- REQUIREMENTS -
Rewrite the stretch from "Draw the outline of every instance of the eye." through "Please outline every instance of the eye." with "eye" replaced by "eyebrow", leaving everything else unchanged.

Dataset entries
- - -

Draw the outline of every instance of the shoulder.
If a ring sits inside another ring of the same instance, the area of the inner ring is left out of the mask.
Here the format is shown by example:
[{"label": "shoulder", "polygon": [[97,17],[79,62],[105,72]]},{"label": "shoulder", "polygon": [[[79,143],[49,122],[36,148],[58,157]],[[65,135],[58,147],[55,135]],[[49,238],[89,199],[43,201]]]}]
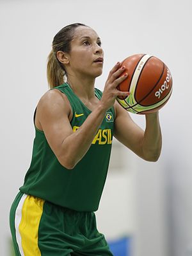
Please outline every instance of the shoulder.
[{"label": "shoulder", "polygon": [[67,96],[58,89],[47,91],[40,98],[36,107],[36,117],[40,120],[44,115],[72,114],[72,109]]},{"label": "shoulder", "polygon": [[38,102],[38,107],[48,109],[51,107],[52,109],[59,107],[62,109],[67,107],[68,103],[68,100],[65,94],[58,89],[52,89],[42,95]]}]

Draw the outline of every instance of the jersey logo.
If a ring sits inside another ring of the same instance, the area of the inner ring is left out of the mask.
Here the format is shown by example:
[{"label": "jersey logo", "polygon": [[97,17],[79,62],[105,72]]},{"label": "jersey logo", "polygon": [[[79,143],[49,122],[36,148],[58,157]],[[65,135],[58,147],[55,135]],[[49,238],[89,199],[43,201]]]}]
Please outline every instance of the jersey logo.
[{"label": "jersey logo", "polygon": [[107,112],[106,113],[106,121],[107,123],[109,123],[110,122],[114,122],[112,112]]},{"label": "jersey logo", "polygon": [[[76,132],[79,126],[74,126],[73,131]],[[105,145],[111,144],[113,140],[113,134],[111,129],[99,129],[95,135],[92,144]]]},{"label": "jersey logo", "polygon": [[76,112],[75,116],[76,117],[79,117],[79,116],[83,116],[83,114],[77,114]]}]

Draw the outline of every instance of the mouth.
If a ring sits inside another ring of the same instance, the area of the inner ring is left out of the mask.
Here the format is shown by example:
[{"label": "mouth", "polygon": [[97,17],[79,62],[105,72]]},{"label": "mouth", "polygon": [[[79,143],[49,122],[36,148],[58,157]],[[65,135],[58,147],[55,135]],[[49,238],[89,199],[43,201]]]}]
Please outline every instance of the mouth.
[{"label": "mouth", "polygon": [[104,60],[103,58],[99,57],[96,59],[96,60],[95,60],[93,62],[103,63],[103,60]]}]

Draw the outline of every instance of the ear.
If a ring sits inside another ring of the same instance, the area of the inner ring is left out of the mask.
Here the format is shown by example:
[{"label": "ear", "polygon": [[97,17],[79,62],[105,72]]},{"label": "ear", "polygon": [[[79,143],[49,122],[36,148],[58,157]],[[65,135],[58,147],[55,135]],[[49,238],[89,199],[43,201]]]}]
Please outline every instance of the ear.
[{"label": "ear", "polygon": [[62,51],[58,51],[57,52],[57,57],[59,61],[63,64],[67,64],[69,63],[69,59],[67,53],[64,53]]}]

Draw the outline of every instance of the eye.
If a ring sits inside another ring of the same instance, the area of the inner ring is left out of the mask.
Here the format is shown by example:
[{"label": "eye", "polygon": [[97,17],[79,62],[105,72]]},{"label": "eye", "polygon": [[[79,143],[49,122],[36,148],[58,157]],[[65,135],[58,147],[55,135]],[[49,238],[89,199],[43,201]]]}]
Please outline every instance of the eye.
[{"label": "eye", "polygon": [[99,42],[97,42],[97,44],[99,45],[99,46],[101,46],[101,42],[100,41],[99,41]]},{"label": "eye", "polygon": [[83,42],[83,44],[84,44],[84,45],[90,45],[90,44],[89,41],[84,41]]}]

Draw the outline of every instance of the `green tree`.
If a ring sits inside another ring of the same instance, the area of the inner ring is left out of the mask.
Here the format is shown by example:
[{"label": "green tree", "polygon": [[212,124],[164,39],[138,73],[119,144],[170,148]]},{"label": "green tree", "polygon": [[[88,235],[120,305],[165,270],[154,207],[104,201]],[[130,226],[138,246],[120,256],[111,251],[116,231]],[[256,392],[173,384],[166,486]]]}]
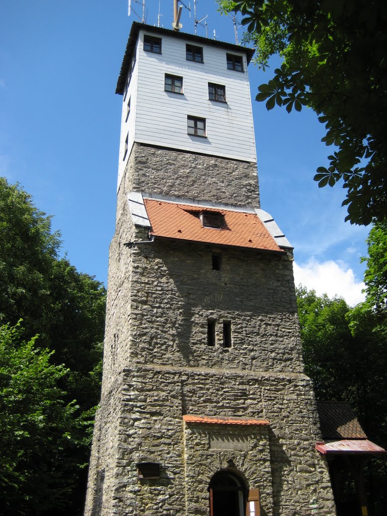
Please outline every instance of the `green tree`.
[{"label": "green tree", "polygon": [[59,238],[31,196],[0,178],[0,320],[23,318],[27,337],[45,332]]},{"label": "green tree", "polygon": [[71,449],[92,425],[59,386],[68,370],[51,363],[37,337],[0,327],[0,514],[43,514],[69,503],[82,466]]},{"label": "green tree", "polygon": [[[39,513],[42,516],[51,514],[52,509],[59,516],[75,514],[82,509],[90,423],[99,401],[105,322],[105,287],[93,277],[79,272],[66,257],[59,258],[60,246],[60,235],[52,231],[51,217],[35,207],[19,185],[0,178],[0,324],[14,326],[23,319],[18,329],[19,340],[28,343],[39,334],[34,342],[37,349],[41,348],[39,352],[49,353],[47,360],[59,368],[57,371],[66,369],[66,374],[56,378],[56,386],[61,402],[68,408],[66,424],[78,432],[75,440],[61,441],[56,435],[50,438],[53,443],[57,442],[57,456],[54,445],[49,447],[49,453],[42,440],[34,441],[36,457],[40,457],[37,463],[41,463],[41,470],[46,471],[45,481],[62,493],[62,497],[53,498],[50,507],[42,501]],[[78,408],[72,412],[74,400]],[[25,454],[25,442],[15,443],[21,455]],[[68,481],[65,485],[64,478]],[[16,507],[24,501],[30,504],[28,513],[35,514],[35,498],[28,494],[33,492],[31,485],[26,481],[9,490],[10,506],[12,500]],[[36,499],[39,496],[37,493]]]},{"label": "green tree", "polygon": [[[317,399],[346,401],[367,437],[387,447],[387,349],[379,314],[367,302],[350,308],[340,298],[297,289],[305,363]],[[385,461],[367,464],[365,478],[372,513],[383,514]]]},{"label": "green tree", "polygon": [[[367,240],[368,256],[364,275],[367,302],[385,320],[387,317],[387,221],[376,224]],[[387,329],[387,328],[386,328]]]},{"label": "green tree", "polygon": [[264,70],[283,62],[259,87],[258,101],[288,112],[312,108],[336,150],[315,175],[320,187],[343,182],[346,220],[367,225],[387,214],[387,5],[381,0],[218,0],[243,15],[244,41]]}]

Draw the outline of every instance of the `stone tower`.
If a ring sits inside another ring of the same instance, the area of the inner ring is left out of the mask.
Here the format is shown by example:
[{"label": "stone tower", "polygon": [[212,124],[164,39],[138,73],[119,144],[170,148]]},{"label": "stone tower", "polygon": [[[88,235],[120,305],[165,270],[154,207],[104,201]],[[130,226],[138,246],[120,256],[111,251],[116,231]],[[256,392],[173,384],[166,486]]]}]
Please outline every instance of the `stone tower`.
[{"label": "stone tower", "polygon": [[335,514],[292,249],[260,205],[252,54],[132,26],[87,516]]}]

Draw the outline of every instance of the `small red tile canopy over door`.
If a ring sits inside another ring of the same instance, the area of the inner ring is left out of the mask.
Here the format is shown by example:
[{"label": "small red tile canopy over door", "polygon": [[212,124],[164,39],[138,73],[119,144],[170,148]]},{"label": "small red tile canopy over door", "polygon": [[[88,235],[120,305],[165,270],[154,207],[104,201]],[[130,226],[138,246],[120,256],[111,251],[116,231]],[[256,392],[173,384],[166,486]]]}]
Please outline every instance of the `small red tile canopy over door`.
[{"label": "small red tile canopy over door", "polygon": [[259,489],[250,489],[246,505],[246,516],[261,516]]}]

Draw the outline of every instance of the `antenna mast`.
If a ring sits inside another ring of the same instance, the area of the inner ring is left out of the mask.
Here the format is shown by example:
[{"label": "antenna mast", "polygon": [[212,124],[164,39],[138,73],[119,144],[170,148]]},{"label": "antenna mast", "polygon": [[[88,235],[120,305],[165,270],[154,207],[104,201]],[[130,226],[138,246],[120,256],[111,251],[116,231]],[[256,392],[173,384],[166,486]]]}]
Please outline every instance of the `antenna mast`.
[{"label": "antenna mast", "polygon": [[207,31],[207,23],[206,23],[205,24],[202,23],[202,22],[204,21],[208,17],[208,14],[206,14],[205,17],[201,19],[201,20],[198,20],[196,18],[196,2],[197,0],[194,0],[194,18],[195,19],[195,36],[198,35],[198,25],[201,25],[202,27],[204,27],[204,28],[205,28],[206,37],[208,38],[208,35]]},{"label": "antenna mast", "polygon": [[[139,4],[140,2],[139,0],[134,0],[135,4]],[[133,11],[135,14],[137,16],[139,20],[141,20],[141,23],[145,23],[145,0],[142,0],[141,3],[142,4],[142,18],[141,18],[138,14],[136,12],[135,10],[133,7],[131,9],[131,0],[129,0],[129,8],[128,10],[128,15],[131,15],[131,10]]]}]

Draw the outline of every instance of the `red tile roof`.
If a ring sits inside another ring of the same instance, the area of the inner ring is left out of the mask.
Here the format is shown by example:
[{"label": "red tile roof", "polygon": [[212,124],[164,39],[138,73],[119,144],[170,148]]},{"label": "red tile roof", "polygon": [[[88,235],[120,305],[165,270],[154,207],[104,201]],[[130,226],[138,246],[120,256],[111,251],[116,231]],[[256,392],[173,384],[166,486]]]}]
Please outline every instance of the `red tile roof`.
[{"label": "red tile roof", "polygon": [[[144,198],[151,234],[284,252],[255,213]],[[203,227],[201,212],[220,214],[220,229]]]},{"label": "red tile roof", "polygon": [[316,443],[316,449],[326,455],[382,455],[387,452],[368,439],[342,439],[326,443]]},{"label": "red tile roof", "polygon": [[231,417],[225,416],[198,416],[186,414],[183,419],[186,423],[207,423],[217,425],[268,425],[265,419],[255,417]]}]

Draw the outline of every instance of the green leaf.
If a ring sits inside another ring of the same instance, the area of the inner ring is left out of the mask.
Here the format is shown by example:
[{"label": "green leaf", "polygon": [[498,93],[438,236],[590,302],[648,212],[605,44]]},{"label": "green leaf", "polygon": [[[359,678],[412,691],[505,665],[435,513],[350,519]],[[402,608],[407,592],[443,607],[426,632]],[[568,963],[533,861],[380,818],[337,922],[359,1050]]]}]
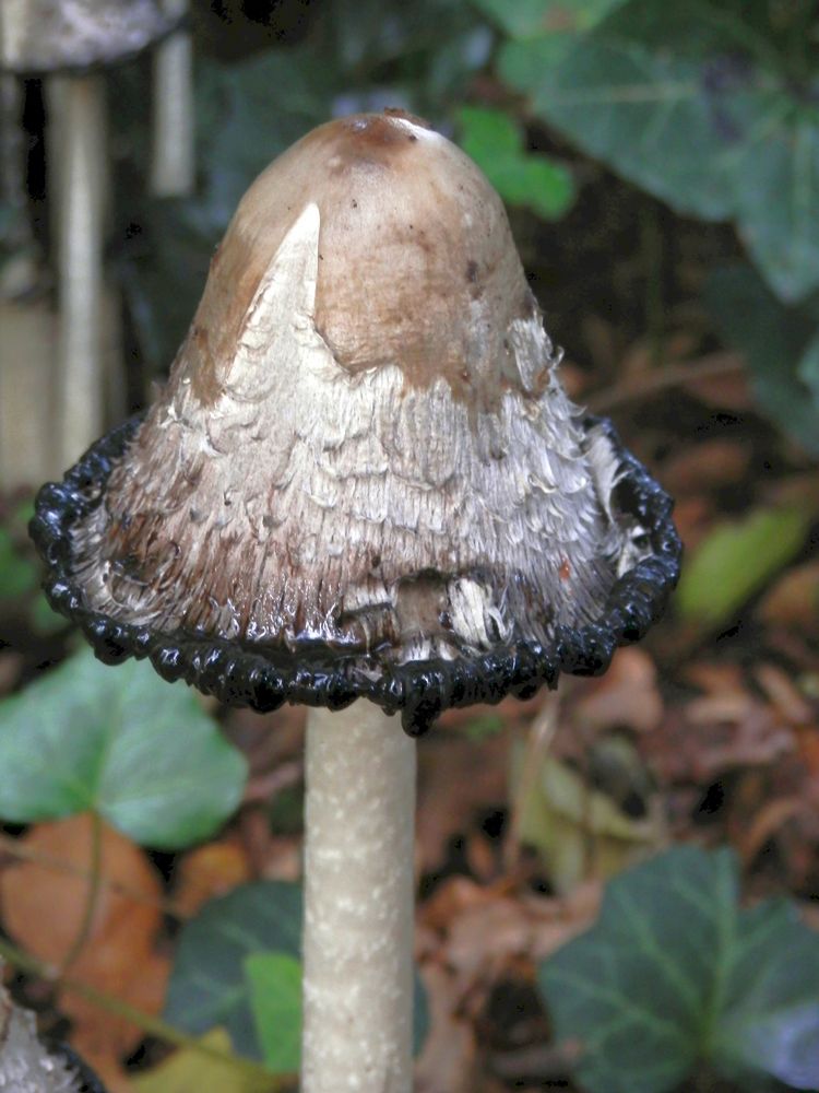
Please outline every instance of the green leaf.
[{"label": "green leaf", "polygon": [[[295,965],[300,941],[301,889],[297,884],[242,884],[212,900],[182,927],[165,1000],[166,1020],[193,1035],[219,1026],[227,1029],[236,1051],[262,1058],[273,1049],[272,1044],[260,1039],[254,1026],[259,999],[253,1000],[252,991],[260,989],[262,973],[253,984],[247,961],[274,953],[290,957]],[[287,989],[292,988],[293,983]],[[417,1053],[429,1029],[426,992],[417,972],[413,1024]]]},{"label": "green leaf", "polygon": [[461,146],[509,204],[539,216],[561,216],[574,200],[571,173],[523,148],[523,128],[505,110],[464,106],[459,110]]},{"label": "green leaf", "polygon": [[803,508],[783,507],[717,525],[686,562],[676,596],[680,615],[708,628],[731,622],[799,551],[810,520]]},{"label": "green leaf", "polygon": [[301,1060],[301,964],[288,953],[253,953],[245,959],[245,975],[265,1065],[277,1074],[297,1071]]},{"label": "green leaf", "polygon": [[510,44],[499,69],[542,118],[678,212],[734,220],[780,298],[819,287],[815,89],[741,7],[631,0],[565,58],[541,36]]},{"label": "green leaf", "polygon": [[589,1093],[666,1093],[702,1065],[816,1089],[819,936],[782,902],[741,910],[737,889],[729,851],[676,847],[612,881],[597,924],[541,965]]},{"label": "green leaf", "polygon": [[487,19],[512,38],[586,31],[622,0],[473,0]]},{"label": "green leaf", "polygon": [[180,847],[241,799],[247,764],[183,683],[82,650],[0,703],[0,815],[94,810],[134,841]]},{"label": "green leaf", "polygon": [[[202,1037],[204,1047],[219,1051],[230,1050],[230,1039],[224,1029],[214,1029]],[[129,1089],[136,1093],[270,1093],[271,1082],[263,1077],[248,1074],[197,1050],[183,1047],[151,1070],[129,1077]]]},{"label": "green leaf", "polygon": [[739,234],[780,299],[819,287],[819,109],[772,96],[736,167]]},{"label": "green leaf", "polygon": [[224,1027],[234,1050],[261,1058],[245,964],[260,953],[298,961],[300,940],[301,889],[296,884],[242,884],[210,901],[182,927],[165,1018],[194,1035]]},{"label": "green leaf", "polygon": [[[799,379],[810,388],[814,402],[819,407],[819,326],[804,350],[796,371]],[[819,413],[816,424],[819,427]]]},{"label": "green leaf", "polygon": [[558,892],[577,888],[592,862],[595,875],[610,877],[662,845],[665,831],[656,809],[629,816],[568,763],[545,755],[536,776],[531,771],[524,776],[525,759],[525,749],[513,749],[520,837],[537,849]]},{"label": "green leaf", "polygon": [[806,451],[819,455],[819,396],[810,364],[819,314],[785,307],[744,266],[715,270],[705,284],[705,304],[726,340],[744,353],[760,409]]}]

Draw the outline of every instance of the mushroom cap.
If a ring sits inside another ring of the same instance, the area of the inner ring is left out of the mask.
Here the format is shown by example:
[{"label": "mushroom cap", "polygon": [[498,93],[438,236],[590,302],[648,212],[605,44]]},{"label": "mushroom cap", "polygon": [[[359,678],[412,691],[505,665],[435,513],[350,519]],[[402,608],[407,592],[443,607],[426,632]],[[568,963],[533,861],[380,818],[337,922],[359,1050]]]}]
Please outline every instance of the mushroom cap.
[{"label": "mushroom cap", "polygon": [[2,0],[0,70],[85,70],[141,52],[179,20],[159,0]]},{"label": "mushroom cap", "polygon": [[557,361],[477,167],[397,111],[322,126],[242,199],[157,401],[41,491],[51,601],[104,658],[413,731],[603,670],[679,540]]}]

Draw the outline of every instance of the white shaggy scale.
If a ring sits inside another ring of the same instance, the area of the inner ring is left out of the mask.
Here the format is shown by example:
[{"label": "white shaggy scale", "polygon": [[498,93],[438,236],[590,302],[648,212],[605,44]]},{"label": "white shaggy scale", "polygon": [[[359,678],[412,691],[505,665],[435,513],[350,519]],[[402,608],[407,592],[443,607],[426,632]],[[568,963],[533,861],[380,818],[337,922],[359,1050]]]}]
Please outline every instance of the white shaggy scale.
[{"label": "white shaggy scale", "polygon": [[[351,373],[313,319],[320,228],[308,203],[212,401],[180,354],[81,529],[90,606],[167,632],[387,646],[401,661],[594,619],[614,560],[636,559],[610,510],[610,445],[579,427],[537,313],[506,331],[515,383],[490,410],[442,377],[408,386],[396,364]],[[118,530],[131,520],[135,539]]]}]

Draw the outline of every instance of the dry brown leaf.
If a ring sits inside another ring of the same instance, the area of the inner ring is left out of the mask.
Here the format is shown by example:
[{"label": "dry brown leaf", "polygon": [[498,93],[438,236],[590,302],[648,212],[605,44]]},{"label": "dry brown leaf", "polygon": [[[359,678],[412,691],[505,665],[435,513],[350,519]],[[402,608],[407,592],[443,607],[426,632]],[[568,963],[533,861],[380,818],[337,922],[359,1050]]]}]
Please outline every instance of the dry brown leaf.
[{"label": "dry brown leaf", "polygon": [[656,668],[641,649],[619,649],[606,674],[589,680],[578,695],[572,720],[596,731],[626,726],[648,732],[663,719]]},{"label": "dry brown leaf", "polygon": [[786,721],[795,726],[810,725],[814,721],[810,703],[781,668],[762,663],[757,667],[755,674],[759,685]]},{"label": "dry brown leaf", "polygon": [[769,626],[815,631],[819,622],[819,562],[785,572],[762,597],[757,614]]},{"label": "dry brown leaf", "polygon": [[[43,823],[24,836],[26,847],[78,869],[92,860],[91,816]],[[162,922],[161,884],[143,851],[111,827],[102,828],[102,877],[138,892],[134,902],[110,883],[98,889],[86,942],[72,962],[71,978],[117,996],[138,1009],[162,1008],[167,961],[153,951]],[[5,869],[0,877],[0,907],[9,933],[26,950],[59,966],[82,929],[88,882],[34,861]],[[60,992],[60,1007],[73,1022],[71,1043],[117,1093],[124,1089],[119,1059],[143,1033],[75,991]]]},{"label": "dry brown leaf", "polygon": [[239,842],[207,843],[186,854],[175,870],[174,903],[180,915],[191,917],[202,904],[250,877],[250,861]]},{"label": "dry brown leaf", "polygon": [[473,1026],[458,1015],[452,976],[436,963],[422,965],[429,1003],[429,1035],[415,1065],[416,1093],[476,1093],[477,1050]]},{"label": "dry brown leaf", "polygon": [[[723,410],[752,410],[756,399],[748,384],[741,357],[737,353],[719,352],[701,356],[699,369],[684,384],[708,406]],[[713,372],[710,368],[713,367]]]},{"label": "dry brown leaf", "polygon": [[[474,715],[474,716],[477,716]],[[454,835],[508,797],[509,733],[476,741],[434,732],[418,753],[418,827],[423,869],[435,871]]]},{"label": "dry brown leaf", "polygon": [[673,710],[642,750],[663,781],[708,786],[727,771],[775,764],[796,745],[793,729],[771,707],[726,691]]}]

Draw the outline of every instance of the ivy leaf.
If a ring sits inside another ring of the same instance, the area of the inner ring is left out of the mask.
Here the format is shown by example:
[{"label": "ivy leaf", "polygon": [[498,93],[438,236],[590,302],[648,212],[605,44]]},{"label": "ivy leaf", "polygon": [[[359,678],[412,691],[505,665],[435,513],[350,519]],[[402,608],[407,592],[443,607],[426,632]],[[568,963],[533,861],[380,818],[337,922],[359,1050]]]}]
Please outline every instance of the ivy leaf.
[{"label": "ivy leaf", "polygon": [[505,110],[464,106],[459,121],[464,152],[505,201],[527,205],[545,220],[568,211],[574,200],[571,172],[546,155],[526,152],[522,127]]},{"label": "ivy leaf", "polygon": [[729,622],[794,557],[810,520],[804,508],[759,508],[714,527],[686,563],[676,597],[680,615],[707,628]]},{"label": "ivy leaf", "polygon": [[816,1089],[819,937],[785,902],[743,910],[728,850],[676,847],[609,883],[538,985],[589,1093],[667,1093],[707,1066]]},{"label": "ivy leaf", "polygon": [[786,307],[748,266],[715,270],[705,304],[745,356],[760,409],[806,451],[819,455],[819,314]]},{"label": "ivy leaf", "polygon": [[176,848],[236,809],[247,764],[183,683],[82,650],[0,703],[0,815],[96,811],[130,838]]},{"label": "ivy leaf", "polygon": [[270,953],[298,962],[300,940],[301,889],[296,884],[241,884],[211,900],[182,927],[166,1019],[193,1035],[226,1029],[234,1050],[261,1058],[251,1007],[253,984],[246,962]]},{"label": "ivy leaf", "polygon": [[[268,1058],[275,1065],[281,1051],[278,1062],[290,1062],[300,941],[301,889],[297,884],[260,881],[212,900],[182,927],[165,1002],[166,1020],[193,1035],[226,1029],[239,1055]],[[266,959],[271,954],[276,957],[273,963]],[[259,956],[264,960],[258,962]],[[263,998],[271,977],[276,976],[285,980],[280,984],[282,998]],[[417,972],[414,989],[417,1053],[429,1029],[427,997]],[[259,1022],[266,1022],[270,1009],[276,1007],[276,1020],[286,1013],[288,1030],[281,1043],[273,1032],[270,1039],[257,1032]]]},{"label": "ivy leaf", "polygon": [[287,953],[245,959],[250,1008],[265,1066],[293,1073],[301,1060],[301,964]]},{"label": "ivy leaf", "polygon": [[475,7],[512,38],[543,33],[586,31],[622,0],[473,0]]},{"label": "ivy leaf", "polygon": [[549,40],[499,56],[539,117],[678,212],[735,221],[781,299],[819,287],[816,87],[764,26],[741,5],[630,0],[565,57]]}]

- - -

- RIGHT ANSWER -
Draw the outline of every instance of the eyebrow.
If a ring sits inside another ring of the same instance, the area of the inner ring is left out of the mask.
Here the format is shown by example:
[{"label": "eyebrow", "polygon": [[97,17],[79,62],[105,72]]},{"label": "eyebrow", "polygon": [[[79,143],[49,122],[36,148],[58,157]],[[65,135],[58,147],[55,135]],[[49,238],[89,199],[43,201]]]}]
Please outline every instance of the eyebrow.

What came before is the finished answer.